# What type of smoker



## Rifleman99 (Sep 21, 2004)

I'm looking to trying making my own sausage sticks and jerky this year instead of paying an arm and leg year after year to the local "smokehouse." I was looking at the Masterbuilt line. Looked to be an afforadable price and I have seen it used on Hunt, fish, cook. Has anyone had good luck with this unit, or is there a different brand I should look into (electric wise).
Thanks


----------



## Frantz (Dec 9, 2003)

I got the masterbuilt electric model. Only made a few batches but love it already.


----------



## Rifleman99 (Sep 21, 2004)

That is the brand I was looking at. I have read some people were complaining about the magnetic seal around the door. Notice anything about that at all?


----------



## Frantz (Dec 9, 2003)

▸ DIRECTIONS:
A) List every line of the records that contains the string "white", treating uppercase and lowercase letters as distinct.
B) Write the next part of the forum thread on choosing a smoker, beginning right after its final line.

▸ ITEMS:
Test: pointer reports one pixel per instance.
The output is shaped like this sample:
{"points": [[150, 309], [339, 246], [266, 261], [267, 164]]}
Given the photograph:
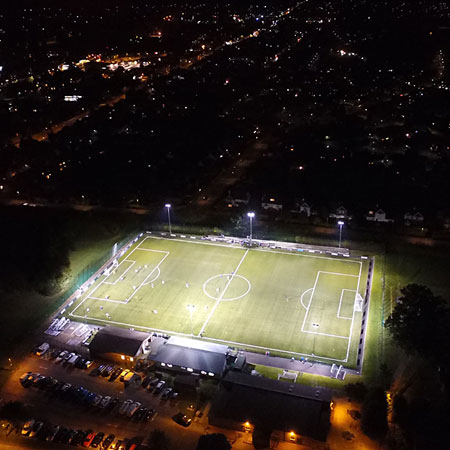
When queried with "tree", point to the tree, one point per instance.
{"points": [[356, 391], [374, 413], [158, 440], [14, 412], [215, 441], [420, 322]]}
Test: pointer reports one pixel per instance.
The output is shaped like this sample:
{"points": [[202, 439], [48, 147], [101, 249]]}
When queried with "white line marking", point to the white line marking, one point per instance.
{"points": [[239, 247], [338, 315], [310, 301], [241, 344], [222, 294], [340, 274], [353, 317], [301, 298], [326, 334]]}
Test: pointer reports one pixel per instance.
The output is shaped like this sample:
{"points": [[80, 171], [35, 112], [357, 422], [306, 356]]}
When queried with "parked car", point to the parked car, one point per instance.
{"points": [[159, 387], [146, 381], [42, 349], [150, 415], [38, 380], [67, 358], [90, 435], [97, 440], [132, 409], [107, 371], [140, 413], [97, 400], [78, 438], [36, 428], [105, 401], [113, 403], [106, 444], [115, 374], [181, 419], [73, 360], [52, 433], [166, 393], [152, 384], [125, 405], [26, 379], [124, 374], [27, 427], [61, 356]]}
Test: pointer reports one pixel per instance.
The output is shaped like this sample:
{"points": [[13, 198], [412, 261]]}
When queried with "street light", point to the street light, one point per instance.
{"points": [[340, 223], [168, 206], [250, 216]]}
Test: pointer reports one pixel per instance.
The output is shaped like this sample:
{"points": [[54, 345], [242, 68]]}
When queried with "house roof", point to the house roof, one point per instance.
{"points": [[194, 358], [118, 340]]}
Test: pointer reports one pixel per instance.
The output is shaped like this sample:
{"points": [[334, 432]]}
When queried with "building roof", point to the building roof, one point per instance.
{"points": [[270, 408], [118, 340], [198, 344], [282, 387], [191, 357]]}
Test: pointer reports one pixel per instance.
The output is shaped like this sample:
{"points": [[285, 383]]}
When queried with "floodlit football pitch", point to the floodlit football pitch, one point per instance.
{"points": [[288, 303]]}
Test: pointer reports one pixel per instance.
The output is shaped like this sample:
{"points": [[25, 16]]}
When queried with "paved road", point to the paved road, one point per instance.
{"points": [[75, 416]]}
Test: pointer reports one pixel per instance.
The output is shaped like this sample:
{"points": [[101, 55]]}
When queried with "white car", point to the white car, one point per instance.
{"points": [[125, 405], [27, 427], [42, 349], [61, 356], [133, 408], [97, 400], [105, 401]]}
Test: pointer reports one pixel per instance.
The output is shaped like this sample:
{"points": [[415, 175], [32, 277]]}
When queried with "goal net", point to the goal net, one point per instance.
{"points": [[358, 302]]}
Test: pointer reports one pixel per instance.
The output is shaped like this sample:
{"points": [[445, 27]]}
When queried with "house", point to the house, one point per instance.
{"points": [[340, 213], [378, 216], [302, 208], [271, 203], [237, 199], [413, 218], [191, 356], [291, 412], [119, 344]]}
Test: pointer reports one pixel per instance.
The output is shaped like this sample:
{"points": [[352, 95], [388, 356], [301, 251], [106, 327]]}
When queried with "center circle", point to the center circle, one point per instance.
{"points": [[213, 287]]}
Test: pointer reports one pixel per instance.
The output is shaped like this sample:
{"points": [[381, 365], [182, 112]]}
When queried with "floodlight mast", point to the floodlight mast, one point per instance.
{"points": [[250, 216], [340, 223], [168, 206]]}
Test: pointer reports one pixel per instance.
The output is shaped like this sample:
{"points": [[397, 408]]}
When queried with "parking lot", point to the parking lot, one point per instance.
{"points": [[70, 414]]}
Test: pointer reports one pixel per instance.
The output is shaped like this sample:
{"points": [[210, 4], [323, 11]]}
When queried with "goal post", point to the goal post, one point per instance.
{"points": [[358, 302]]}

▸ RESPONSES PER TASK:
A)
When queried with "white line marking", point to the white line marking, one point per instance.
When queried with "white car", point to the white car, one point per instance.

B)
I stick a cloths pin in mine to let a little of the moisture out a times because there is no escape for it and at times I like my jerky a little drier, but othre than the seal being to good, I like it. I have smoked batches in the basement with little to no smoke seeping out unless I get nosey and impatient and open the door.


----------



## BarryPatch (Jul 21, 2004)

Rifleman99 said:


> That is the brand I was looking at. I have read some people were complaining about the magnetic seal around the door. Notice anything about that at all?


Just got one as an early x-mas present. There is no magnetic seal - perhaps older models had one??? It has an adjustable cam lock door closier. So far I like it a lot.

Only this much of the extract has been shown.